| Exercise text |
· · · · ·
Background: Physiologic wound repair and tissue regeneration are associated with distinct cellular behaviors triggered by tissue damage. Normally quiescent stem cells proliferate to regenerate damaged tissue, while relatively immobile epithelial cells can transform into a motile, tissue invasive phenotype through a partial epithelial-mesenchymal transition. These distinct cellular behaviors may have particular relevance to how cancer cells can be predicted to behave after treatments damaging a tumor.
Presentation of the hypothesis: Surgery, chemotherapy, and radiation therapy trigger highly conserved wound healing pathways that: (1) facilitate the phenotypic transformation of surviving cancer cells into a highly mobile, metastatic phenotype through an EMT or epithelial-mesenchymal transition and (2) induce residual cancer stem cell proliferation.
Testing the hypothesis: Tissue damage caused by cancer treatments will trigger the release of distinct cytokines with established roles in physiologic wound healing, EMT induction, and stem cell activation. They will be released rapidly after treatment and detectable in the patient's blood. Careful histologic evaluation of cancerous tissue before and after treatment will reveal cellular changes suggestive of EMT induction (down regulation of cytokeratin expression) and cancer stem cell enrichment (stem cell markers upregulated).
Implications of the hypothesis: Cancer cells surviving treatment will be more capable of metastasis and resistant to conventional therapies than the pre-treatment population of cancer cells. These changes will develop rapidly after treatment and, in distinct contrast to selection pressures fostering such changes, be triggered by highly conserved wound repair signals released after tissue damage. This pattern of tissue (tumor) repair may be amenable to treatment intervention at the time it is upregulated.
· · · · ·
| Exercise data |
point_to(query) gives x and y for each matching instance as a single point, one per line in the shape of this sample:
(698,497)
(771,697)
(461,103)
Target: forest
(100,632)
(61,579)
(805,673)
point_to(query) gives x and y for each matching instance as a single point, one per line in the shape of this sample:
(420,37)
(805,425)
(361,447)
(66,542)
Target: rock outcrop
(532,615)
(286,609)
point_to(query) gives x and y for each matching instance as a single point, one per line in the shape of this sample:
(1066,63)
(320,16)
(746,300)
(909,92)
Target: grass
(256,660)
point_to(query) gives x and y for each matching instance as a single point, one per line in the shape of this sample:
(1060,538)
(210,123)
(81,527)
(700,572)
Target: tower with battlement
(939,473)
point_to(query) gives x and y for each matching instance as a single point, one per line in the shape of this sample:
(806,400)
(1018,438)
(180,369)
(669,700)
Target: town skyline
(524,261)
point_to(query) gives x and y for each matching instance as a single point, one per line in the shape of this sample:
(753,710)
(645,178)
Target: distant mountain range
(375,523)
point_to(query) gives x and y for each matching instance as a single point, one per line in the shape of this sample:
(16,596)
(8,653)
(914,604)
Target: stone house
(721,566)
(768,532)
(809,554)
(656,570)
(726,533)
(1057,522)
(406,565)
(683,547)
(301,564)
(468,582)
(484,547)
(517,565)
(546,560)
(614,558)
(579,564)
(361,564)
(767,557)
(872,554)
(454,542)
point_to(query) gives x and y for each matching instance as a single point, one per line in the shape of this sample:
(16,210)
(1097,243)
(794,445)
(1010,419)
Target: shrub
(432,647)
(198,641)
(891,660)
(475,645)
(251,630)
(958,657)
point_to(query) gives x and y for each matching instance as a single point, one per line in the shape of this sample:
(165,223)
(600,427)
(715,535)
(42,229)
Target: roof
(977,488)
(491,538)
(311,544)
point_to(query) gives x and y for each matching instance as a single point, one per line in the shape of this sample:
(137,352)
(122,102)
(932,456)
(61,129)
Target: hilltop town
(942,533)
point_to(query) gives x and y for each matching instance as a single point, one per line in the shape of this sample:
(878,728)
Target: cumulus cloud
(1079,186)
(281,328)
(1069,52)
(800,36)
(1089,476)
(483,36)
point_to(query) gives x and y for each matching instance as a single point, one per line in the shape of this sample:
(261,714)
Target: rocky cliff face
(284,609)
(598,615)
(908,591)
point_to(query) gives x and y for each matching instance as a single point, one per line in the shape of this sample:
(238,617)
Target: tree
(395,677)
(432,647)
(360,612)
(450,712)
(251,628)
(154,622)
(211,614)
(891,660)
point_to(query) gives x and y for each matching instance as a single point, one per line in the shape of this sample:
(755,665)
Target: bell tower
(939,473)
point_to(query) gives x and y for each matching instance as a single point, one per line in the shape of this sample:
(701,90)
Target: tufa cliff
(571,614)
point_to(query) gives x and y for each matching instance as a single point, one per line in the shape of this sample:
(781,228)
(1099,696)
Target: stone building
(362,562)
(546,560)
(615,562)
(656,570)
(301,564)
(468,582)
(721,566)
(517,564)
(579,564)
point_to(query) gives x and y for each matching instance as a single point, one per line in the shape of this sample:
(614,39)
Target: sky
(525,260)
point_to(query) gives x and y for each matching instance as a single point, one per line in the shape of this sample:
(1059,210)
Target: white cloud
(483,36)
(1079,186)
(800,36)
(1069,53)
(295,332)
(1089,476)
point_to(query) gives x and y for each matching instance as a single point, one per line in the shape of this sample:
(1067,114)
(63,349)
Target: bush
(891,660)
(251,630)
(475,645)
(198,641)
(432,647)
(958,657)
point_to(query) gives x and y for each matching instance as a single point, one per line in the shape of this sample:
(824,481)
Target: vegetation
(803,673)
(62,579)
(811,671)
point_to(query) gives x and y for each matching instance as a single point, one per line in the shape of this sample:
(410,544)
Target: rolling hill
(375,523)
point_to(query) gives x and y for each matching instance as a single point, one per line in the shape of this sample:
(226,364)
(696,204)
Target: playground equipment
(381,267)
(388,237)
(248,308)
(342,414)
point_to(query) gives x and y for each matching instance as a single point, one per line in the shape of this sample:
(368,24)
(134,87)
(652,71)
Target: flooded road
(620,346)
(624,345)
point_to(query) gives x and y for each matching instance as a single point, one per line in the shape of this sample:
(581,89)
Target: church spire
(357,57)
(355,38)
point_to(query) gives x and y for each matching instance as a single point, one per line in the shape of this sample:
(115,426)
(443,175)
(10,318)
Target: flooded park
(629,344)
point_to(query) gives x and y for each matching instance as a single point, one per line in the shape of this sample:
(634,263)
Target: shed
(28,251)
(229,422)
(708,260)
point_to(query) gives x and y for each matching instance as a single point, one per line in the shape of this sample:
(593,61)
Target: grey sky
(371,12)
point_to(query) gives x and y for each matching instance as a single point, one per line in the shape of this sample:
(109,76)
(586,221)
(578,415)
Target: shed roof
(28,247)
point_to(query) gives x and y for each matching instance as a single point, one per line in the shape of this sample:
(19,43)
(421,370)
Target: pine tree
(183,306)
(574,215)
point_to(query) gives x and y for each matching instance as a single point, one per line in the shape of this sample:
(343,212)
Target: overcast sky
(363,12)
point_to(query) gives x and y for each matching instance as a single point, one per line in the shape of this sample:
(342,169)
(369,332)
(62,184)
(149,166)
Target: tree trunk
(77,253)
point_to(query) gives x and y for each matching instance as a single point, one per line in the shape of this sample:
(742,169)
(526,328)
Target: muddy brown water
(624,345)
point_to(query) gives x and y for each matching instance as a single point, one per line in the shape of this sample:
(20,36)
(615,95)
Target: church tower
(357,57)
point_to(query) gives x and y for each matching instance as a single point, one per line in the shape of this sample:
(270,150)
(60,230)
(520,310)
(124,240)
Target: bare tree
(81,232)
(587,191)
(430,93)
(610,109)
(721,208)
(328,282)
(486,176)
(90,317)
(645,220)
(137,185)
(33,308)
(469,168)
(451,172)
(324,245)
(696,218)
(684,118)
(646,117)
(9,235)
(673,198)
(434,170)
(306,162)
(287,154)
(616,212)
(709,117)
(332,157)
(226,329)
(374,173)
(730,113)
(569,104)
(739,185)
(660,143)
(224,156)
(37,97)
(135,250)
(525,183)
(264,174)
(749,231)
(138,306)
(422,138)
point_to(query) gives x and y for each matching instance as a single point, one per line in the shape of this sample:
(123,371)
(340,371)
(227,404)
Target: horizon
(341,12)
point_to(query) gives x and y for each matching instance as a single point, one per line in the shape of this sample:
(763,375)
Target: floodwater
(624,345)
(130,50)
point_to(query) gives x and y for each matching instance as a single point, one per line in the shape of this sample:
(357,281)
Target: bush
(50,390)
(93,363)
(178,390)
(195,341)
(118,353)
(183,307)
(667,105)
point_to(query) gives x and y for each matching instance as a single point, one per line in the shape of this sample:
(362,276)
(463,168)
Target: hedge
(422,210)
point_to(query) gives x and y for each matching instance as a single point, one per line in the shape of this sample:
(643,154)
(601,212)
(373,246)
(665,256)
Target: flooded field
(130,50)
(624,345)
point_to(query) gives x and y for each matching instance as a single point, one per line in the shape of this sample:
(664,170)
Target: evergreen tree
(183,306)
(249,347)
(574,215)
· · · · ·
| Assignment 1 |
Retype the portion of the abstract that begins at the words "Presentation of the" and stops after the words "cell markers upregulated).".
| Assignment 2 |
Answer these questions from the abstract:
(a) Besides surgery, which two cancer treatments does the hypothesis name?
(b) What change in cytokeratin expression would suggest EMT induction?
(c) Where will the released cytokines be detectable?

| Answer area 1 |
Presentation of the hypothesis: Surgery, chemotherapy, and radiation therapy trigger highly conserved wound healing pathways that: (1) facilitate the phenotypic transformation of surviving cancer cells into a highly mobile, metastatic phenotype through an EMT or epithelial-mesenchymal transition and (2) induce residual cancer stem cell proliferation.
Testing the hypothesis: Tissue damage caused by cancer treatments will trigger the release of distinct cytokines with established roles in physiologic wound healing, EMT induction, and stem cell activation. They will be released rapidly after treatment and detectable in the patient's blood. Careful histologic evaluation of cancerous tissue before and after treatment will reveal cellular changes suggestive of EMT induction (down regulation of cytokeratin expression) and cancer stem cell enrichment (stem cell markers upregulated).

| Answer area 2 |
(a) Chemotherapy and radiation therapy
(b) Down regulation of cytokeratin expression
(c) In the patient's blood